### Work to complete
**A)** Answer these questions using the review of The Orbital Children below, not the data:
(i) What is the name of the commercial space station where Touya lives?
(ii) How many episodes long was Den-noh Coil?
(iii) Which 2013 film does the review compare the early survival drama to?
**B)** Write the next part of the review of The Orbital Children below, picking up right after its last sentence.

### Source passage
## START

Iso’s latest centers on a group of five children in 2045 whose lives are brought together by a quirk of fate in the wake of a disaster. Touya, a taciturn 14-year-old hacker living aboard a commercial space station called the Anshin, is one of two of the last living children born off-Earth following a catastrophe that forced humanity to retreat from colonizing the stars. Along with Konoha, his terminally ill childhood friend, Touya has been born with an artificial implant in his brain that impairs his ability to safely continue living in space, further fueling his complicated resentment for humanity and Earth. Following the arrival of Mina, Hiroshi, and Taiyo; three Earth-born children visiting the Anshin, the station is caught in a collision with a shower of meteor debris. While working to find a way of escaping the station unharmed, the children inadvertently find themselves at the heart of an elaborate plot that threatens the very existence of humanity itself.
Like Den-noh Coil, The Orbital Children could be aptly summed up as a coming-of-age story set against the backdrop of speculative fiction. Both Iso’s cult classic and its long-awaited spiritual successor are intimately concerned with the intersection of adolescence and technology. But their stories are otherwise like night and day. Where Den-noh Coil was a 26-episode coming-of-age sci-fi drama about a close-knit group of children whose personal story played out along the intersection of the technologically surreal and the physical mundane, The Orbital Children is an existential tale of growing up writ large; not just of Touya and co., but of an entire generation of humans living on the cusp of interplanetary colonization.
What begins at first as your typical sci-fi survival drama à la 2013’s Gravity gradually morphs into what can only be described as a disaster thriller meets quasi-transhumanist parable. Imagine if Ghost in the Shell, Mobile Suit Gundam: Char’s Counterattack, and Interstellar were smashed together inside a particle accelerator and you’ve got a fairly solid idea of what the final third of The Orbital Children looks like.

## END

### Given data
## START

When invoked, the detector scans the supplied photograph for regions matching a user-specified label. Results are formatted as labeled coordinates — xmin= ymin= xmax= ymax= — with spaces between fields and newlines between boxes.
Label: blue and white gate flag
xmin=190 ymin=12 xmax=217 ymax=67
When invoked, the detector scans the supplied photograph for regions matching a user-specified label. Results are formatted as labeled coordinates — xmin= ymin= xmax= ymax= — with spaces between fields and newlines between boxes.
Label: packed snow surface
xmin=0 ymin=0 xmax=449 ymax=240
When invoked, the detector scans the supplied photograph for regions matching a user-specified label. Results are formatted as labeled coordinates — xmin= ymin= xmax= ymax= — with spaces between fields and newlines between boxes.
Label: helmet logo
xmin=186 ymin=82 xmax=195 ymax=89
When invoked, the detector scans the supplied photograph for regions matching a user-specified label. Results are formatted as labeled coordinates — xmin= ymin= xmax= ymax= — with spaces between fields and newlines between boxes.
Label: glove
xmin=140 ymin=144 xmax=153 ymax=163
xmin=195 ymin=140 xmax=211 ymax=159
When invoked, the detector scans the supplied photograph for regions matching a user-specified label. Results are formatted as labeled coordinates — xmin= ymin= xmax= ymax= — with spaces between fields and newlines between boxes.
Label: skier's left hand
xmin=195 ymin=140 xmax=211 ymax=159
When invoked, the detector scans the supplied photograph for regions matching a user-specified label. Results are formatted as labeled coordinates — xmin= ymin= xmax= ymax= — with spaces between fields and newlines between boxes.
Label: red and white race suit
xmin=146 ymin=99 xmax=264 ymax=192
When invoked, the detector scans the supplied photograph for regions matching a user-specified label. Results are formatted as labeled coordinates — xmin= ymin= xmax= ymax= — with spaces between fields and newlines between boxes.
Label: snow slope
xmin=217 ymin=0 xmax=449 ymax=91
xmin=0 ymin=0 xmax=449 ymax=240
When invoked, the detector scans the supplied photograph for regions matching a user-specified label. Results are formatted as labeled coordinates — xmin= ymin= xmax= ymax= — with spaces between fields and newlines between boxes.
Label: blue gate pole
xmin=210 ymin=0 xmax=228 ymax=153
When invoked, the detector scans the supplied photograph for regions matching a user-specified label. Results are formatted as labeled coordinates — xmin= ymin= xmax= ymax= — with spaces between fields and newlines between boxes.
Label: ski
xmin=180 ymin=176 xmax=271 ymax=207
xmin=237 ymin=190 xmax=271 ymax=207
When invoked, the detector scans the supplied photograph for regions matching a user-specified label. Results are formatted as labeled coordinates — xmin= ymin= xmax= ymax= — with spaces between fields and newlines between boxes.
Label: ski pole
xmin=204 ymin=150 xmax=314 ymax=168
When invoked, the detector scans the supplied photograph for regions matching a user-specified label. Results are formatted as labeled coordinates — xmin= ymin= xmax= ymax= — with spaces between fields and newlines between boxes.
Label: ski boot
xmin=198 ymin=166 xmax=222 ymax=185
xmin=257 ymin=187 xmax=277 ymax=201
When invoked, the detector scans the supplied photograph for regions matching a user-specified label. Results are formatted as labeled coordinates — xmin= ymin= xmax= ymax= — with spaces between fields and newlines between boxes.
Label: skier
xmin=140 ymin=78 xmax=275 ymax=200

## END

### Answers in order
**A)**
(i) The Anshin
(ii) 26 episodes
(iii) Gravity

**B)**
In the decade and a half since it premiered, Den-noh Coil has been hailed not only for its believable characters and impressive animation, but as an exemplary work of “design fiction” for its depiction of the many practical and commercial applications of AR technology. With The Orbital Children, Iso has essentially picked up the baton where he left it back in 2007 and runs a marathon with it twice-over, imagining a future where not only has smart glass technology exponentially evolved and been popularized, but so too has artificial intelligence, social media, and commercial space tourism. It still feels futuristic, but it’s a future that feels as intimately reflective of the concerns and anxieties of the present as Den-noh Coil did of the nascent enthusiasm for augmented reality tech back in the late aughts.
From these elements, Iso weaves together a fictional universe of technical complexity and depth through which to tell a story about a group of children — and, in essence, a generation of people — learning to how to grow and make healthy decisions in the interest of bettering not only their own lives but the whole of humanity. The design of the Anshin space station represents a synthesis of many clashing elements working in tandem (the exterior resembles a cross between a Bernal sphere and the bathhouse from Spirited Away; the interior looks like one of Mamoru Hosoda’s wildest internet-inspired imaginings), which feels like an appropriate encapsulation for the contest of ideologies that plays out within it. Alongside a struggle for survival, the rebellious Touya repeatedly butts heads with Taiyo, a straight-laced “white hat” hacker working for the United Nations, over everything from the role of humans in space to the perceived perils and benefits of uninhibited AI. It’s a series that demands and rewards its audience’s undivided attention, touching on a vast web of seemingly disparate ideas that eventually dovetail into a thoroughly engrossing and touching experience.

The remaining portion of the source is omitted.